TASK TO CARRY OUT => Without any pictures, retype exactly the lines from the one with "Your task: a point for each instance of the snow covered" through the final line of the records.

EXERCISE INPUT =>
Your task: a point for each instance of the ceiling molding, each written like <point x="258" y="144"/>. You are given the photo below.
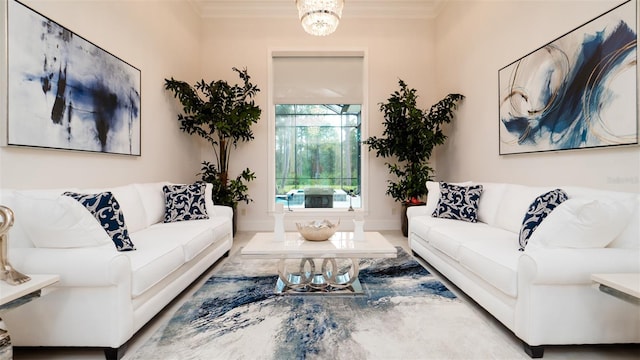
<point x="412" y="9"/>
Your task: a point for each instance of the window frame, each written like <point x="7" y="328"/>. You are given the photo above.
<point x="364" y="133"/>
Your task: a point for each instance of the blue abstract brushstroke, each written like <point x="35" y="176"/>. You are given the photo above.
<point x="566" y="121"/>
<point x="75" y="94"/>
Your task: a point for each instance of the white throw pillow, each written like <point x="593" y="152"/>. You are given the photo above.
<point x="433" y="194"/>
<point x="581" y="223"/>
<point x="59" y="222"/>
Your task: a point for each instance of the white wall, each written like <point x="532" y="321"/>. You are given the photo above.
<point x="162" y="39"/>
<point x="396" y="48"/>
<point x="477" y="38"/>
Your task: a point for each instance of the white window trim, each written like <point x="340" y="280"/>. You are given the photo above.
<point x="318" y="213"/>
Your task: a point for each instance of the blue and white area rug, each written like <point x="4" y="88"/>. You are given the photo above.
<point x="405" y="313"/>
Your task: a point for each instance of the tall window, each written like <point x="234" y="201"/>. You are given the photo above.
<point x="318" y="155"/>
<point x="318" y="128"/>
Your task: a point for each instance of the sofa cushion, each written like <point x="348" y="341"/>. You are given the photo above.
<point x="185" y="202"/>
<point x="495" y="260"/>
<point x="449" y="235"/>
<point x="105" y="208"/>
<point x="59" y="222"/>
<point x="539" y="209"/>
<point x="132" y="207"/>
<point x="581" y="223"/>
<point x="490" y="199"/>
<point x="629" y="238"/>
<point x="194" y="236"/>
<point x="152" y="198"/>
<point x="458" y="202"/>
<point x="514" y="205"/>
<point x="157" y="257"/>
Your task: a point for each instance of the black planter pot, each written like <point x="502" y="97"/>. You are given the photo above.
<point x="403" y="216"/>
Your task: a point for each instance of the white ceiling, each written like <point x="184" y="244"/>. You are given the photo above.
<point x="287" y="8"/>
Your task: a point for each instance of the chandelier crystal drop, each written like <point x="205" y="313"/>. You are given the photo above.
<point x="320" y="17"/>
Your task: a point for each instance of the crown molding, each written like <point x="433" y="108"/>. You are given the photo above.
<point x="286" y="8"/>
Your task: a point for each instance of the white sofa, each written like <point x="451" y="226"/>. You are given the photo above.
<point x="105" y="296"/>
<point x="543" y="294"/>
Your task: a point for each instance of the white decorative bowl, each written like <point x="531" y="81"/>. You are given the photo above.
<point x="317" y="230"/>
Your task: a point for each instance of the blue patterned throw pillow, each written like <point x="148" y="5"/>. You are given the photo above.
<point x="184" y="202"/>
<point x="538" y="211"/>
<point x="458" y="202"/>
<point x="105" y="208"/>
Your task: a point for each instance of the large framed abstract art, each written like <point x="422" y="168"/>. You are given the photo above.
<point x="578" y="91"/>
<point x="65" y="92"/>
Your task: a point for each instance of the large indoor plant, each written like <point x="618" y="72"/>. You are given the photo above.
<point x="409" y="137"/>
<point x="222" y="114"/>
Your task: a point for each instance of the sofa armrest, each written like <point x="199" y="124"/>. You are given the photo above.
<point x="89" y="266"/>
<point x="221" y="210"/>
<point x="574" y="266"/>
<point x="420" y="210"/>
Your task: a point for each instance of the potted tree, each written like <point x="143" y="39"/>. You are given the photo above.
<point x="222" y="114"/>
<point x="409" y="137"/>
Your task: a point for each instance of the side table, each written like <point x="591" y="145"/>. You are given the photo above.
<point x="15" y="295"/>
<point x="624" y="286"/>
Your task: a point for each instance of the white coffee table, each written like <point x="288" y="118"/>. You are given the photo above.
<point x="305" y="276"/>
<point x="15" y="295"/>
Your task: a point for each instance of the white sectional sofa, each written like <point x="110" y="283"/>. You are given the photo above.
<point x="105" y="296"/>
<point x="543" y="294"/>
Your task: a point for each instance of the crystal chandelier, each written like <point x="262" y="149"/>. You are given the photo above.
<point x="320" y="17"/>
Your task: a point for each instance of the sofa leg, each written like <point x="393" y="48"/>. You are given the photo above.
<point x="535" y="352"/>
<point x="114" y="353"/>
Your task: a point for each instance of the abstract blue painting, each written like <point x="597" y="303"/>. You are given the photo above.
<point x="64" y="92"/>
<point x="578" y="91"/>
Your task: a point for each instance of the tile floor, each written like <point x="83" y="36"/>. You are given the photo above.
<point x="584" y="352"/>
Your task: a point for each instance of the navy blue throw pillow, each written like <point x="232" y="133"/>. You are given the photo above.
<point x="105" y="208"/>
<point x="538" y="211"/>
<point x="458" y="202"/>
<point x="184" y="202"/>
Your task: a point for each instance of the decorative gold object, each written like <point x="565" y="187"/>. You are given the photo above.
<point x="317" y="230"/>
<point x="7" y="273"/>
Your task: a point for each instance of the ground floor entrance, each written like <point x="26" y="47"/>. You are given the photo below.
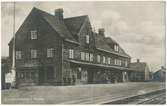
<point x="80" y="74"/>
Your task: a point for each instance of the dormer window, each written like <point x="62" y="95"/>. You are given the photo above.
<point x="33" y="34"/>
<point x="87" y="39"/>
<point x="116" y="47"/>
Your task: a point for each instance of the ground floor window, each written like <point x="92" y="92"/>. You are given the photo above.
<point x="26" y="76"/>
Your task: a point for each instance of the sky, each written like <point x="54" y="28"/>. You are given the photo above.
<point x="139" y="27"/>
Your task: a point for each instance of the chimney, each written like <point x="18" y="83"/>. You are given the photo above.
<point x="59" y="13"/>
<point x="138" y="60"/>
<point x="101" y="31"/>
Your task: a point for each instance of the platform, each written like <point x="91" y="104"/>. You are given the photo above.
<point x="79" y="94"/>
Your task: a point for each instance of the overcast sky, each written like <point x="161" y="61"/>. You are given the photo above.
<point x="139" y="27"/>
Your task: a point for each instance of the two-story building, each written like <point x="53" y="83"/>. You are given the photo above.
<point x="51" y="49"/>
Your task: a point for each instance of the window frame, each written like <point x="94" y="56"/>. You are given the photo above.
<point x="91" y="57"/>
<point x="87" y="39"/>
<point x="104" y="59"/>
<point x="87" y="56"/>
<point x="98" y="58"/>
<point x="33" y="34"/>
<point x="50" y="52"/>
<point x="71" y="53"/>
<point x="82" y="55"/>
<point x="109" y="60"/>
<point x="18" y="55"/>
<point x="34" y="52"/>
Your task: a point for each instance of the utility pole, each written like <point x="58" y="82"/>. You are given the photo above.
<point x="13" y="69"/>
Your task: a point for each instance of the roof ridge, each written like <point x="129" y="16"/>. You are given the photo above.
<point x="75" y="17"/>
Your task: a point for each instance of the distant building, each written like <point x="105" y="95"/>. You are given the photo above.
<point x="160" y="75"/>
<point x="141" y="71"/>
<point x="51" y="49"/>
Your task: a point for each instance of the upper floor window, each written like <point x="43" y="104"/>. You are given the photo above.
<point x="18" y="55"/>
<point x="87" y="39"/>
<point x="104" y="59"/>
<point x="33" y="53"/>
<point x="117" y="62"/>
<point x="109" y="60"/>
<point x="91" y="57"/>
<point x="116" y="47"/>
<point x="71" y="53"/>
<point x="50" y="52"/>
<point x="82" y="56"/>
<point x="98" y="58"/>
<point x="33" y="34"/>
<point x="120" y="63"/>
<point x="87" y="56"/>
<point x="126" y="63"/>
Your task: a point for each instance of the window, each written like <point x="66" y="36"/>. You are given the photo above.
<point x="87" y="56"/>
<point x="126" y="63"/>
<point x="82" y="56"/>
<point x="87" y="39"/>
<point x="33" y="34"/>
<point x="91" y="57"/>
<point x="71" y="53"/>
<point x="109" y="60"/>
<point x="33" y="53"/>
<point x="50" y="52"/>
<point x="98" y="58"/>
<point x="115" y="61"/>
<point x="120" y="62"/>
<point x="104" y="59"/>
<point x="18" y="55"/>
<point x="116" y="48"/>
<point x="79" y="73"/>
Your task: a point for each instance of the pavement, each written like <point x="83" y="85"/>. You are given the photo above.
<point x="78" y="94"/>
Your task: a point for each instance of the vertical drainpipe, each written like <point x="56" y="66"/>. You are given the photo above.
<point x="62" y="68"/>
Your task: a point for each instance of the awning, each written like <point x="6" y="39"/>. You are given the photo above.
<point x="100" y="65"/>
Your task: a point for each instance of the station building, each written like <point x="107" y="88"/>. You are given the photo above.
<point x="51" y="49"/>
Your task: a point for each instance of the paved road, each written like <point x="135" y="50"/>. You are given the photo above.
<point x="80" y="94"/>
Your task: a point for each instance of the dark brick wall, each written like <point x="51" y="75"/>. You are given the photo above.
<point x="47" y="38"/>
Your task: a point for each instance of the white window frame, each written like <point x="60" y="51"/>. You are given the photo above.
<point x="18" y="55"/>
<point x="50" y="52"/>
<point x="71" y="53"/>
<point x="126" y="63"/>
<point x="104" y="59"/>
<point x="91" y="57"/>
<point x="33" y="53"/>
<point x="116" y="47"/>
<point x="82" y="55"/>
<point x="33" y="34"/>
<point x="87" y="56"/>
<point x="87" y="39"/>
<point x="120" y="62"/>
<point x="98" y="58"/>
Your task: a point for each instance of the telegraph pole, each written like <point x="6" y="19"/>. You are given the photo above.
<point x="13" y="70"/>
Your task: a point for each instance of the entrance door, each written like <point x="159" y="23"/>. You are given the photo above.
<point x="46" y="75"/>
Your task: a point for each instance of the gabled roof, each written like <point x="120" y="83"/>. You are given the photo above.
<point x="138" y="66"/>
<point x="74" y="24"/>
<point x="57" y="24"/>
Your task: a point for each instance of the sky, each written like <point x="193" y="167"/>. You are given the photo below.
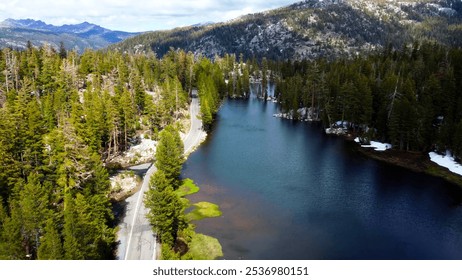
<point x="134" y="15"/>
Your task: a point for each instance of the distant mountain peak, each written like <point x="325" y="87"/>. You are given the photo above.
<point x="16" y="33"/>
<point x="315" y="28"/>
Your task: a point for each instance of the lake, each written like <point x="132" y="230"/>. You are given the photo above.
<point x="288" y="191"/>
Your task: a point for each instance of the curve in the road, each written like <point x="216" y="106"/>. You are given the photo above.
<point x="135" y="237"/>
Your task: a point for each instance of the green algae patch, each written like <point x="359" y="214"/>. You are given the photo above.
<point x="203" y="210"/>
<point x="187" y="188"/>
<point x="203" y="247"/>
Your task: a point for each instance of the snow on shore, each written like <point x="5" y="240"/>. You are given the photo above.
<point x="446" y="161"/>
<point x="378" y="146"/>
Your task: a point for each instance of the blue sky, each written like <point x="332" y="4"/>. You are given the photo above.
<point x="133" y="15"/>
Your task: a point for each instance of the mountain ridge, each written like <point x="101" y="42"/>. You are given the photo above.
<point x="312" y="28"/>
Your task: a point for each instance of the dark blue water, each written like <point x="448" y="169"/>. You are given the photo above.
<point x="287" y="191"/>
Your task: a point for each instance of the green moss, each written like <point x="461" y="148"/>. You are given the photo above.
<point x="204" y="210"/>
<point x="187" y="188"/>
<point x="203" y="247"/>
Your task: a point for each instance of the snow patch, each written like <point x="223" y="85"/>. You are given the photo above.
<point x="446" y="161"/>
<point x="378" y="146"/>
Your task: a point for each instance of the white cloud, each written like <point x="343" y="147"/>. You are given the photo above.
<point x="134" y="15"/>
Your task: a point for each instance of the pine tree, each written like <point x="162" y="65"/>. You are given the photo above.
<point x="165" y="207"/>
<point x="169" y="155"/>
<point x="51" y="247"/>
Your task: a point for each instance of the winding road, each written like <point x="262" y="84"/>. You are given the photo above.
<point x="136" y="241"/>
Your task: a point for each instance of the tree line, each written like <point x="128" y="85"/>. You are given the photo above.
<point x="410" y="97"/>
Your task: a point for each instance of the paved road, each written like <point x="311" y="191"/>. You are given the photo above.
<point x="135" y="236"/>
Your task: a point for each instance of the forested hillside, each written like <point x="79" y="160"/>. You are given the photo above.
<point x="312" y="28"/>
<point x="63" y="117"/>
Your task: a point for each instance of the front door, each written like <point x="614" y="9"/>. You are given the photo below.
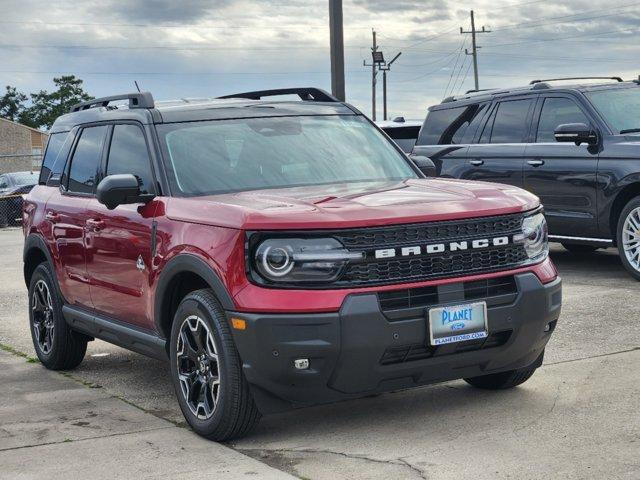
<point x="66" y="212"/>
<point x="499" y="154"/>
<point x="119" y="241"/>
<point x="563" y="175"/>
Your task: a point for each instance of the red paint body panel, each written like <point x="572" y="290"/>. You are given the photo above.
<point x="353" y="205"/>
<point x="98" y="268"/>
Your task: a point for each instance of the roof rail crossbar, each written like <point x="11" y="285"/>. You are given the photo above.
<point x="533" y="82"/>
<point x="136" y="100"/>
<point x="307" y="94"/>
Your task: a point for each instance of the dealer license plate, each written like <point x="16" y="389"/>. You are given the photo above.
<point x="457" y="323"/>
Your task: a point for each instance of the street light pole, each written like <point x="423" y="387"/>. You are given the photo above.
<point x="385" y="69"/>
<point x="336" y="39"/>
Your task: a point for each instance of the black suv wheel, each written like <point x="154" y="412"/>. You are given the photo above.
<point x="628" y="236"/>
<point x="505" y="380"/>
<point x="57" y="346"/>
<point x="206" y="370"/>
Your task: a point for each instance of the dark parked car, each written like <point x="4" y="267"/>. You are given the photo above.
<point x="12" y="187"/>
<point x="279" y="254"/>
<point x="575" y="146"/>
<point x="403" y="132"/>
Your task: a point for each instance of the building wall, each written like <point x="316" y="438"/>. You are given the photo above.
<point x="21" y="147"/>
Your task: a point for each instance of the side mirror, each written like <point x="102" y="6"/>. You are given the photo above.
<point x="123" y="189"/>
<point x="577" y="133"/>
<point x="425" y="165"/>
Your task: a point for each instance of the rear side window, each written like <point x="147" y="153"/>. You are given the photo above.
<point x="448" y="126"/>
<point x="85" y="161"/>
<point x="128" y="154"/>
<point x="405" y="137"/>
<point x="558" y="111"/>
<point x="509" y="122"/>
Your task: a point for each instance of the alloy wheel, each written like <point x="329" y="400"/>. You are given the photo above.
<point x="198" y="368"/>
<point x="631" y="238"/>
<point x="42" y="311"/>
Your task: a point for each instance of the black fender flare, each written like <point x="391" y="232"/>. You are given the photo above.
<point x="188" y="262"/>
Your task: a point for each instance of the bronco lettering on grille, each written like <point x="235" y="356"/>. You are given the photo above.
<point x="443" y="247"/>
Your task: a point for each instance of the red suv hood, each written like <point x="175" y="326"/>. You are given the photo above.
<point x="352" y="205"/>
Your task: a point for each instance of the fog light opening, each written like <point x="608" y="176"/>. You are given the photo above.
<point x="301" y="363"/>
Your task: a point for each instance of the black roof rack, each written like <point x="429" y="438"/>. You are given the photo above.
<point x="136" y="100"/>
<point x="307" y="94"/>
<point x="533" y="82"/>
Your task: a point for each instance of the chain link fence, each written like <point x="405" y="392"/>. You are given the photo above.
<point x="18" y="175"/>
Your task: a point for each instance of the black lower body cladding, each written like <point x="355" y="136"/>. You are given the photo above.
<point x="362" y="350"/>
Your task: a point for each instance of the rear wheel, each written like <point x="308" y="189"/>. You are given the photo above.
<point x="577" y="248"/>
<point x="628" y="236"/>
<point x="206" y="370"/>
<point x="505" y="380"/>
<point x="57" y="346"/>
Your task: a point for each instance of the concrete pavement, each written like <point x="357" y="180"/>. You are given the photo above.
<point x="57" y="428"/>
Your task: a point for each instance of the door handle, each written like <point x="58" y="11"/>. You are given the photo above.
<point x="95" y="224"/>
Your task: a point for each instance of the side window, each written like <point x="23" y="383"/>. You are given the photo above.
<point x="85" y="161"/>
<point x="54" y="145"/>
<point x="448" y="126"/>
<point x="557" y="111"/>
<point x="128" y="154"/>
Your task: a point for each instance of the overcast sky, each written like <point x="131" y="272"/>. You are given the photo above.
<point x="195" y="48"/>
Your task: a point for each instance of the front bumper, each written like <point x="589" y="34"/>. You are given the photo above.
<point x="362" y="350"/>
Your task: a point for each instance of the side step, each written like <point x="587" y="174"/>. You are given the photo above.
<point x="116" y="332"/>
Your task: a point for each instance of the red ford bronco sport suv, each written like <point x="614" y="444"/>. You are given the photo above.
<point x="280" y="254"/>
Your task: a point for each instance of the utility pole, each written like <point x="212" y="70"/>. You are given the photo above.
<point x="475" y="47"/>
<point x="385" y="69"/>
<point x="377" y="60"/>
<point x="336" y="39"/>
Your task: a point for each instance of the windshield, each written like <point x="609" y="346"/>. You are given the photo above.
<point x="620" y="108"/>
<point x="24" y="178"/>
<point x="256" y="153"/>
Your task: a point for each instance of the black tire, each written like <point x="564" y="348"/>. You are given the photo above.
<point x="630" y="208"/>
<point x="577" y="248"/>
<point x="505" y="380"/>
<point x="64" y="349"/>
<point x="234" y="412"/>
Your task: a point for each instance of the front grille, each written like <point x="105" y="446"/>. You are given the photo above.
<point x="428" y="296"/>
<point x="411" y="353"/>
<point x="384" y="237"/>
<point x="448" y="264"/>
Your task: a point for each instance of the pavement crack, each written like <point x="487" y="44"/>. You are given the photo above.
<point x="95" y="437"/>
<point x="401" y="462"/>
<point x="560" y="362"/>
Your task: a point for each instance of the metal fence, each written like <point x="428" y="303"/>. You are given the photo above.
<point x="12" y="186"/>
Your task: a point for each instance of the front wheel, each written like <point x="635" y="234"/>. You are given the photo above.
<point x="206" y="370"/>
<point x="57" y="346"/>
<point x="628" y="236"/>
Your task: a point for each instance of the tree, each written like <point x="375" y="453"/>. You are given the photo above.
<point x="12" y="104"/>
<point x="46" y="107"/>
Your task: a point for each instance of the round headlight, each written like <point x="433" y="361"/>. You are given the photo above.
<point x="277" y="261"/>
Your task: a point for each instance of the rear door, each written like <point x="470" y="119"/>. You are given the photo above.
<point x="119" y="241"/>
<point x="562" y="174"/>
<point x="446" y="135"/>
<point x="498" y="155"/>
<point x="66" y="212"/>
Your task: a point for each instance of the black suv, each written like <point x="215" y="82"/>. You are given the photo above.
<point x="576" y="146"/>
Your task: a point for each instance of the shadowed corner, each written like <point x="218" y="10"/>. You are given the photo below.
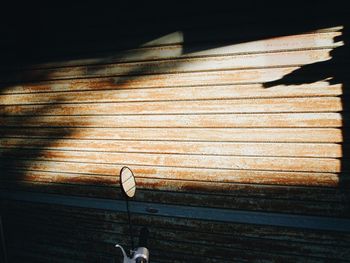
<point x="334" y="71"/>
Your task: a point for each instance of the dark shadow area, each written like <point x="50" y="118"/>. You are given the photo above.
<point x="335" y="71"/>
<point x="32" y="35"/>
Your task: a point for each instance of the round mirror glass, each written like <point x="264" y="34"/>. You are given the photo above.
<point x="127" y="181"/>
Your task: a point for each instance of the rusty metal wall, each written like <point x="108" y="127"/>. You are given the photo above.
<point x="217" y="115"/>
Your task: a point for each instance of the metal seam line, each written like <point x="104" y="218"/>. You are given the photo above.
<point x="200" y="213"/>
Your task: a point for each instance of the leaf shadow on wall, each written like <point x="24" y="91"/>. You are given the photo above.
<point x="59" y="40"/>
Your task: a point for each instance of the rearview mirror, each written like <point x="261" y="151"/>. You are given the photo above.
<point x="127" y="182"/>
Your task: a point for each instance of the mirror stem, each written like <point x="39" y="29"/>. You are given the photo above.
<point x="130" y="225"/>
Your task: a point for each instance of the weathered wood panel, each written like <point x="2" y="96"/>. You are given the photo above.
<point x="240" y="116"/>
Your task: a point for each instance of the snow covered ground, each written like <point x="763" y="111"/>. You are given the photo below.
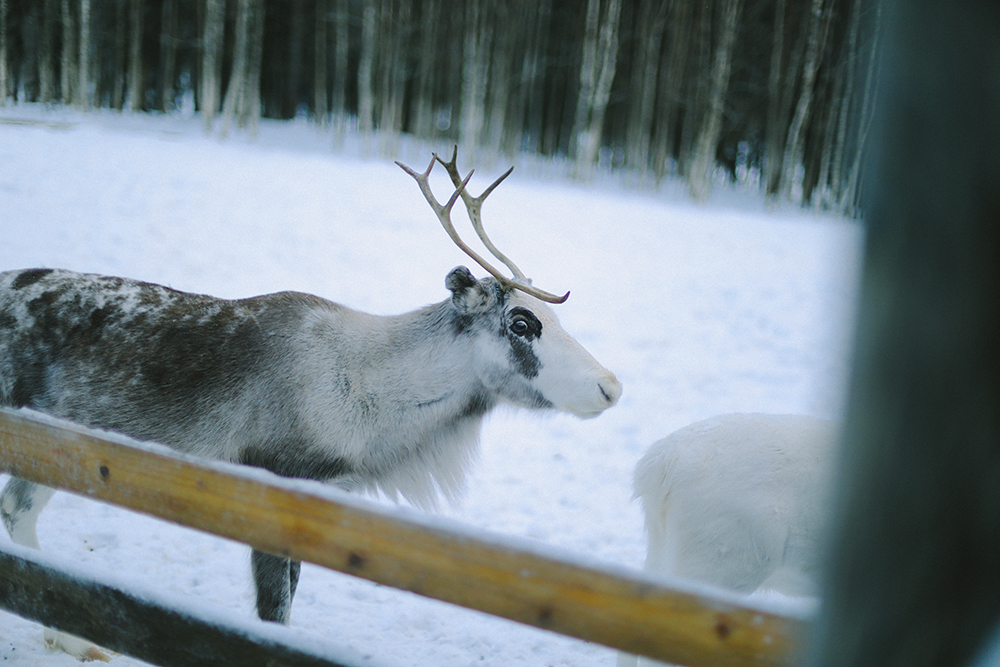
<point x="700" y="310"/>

SOLUTION TO THIS EXERCISE =>
Your task: a point for each instance of the snow covered ground, each written like <point x="763" y="111"/>. You are given the photo below.
<point x="700" y="310"/>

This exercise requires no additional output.